■ YOUR INSTRUCTIONS ■
Copy out each line below that has the word "parked" in it.

[Dataset items]
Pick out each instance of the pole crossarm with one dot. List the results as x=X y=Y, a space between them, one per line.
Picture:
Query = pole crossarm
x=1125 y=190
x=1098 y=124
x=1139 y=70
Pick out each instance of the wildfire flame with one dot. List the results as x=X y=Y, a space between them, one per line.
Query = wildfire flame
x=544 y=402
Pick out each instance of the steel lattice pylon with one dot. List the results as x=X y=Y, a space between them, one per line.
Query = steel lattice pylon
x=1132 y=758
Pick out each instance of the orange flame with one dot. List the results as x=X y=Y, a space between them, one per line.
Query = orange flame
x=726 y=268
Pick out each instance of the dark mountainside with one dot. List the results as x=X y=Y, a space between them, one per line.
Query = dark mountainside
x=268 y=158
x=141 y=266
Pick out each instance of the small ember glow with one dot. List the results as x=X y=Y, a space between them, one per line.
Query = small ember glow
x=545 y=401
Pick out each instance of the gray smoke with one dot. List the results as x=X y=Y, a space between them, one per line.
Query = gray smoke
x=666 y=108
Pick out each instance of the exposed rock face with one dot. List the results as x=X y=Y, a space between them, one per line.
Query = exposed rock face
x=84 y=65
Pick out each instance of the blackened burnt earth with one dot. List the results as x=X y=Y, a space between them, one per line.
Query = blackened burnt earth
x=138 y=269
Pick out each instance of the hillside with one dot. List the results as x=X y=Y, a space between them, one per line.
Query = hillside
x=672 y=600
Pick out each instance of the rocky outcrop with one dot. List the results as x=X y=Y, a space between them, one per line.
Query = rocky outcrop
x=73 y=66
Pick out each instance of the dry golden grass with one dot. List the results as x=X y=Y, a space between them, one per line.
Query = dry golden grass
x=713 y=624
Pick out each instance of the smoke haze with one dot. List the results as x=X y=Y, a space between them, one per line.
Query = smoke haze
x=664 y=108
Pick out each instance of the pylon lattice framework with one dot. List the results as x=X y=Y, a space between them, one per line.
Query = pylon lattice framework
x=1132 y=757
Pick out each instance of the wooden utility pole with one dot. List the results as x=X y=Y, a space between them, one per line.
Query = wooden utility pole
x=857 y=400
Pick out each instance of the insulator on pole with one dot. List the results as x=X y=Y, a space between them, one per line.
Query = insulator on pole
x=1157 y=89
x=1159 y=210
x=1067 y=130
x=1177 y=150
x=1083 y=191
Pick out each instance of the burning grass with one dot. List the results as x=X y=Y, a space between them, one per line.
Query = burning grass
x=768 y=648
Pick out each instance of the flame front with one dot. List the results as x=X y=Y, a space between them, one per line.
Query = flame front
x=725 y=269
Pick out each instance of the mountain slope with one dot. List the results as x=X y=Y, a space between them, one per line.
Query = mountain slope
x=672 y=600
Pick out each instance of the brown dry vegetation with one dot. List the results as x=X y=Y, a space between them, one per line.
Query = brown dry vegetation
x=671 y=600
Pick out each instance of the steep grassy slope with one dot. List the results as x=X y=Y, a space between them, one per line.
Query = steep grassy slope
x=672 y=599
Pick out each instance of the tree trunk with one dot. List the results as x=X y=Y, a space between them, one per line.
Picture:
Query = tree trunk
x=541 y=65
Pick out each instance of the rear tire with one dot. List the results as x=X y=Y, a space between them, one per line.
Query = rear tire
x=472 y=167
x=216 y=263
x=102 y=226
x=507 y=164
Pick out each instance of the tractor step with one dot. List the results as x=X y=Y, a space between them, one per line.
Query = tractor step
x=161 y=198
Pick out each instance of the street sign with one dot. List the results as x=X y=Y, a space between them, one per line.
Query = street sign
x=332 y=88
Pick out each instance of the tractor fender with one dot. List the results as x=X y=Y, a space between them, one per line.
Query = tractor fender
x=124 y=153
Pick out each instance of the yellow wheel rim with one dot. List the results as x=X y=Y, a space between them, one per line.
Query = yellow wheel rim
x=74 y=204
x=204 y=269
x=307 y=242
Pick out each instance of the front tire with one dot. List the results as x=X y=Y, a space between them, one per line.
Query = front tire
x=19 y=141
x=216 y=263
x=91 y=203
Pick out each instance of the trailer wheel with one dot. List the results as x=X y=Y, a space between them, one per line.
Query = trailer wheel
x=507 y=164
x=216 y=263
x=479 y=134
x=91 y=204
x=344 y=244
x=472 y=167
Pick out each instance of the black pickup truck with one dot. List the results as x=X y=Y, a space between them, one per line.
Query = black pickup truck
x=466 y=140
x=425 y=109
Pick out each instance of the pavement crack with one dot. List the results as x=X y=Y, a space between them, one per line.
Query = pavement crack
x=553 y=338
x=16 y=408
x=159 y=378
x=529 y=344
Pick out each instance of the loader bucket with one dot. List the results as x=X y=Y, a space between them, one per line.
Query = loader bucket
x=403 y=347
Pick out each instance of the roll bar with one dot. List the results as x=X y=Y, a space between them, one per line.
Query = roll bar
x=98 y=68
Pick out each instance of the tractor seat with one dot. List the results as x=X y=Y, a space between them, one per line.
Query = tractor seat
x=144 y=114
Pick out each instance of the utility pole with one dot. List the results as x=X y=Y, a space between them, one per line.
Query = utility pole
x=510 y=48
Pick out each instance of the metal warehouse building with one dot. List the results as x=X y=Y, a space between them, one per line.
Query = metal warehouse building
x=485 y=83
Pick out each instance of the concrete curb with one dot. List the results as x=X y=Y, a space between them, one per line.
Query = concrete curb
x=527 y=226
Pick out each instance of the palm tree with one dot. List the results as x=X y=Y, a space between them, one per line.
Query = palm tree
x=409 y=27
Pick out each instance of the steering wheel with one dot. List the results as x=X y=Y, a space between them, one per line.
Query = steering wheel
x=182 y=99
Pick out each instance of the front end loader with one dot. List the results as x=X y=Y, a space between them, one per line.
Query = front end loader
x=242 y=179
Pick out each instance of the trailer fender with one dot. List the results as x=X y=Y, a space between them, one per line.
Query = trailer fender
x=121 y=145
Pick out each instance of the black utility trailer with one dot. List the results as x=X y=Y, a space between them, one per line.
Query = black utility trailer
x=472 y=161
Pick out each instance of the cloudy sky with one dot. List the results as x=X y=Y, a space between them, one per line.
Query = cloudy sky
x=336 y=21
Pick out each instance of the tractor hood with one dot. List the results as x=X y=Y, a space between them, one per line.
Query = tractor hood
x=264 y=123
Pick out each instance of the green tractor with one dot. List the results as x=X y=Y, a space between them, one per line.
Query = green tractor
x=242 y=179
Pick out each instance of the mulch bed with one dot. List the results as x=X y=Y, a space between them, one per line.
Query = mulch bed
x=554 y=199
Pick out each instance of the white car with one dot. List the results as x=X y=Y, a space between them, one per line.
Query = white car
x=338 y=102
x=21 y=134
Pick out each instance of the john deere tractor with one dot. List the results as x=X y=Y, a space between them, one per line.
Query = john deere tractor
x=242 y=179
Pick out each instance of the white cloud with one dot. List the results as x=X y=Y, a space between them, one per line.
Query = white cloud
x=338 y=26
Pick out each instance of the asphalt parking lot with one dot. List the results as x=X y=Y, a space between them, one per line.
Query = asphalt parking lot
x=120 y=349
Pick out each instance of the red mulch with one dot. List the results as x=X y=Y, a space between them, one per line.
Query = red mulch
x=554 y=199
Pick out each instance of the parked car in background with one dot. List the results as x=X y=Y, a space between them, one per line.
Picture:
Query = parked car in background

■ OUTPUT OF THE EXERCISE ■
Pick out each instance of the parked car in background with one dot. List the results as x=X y=Y, a space between them, one per line.
Query = parked car in background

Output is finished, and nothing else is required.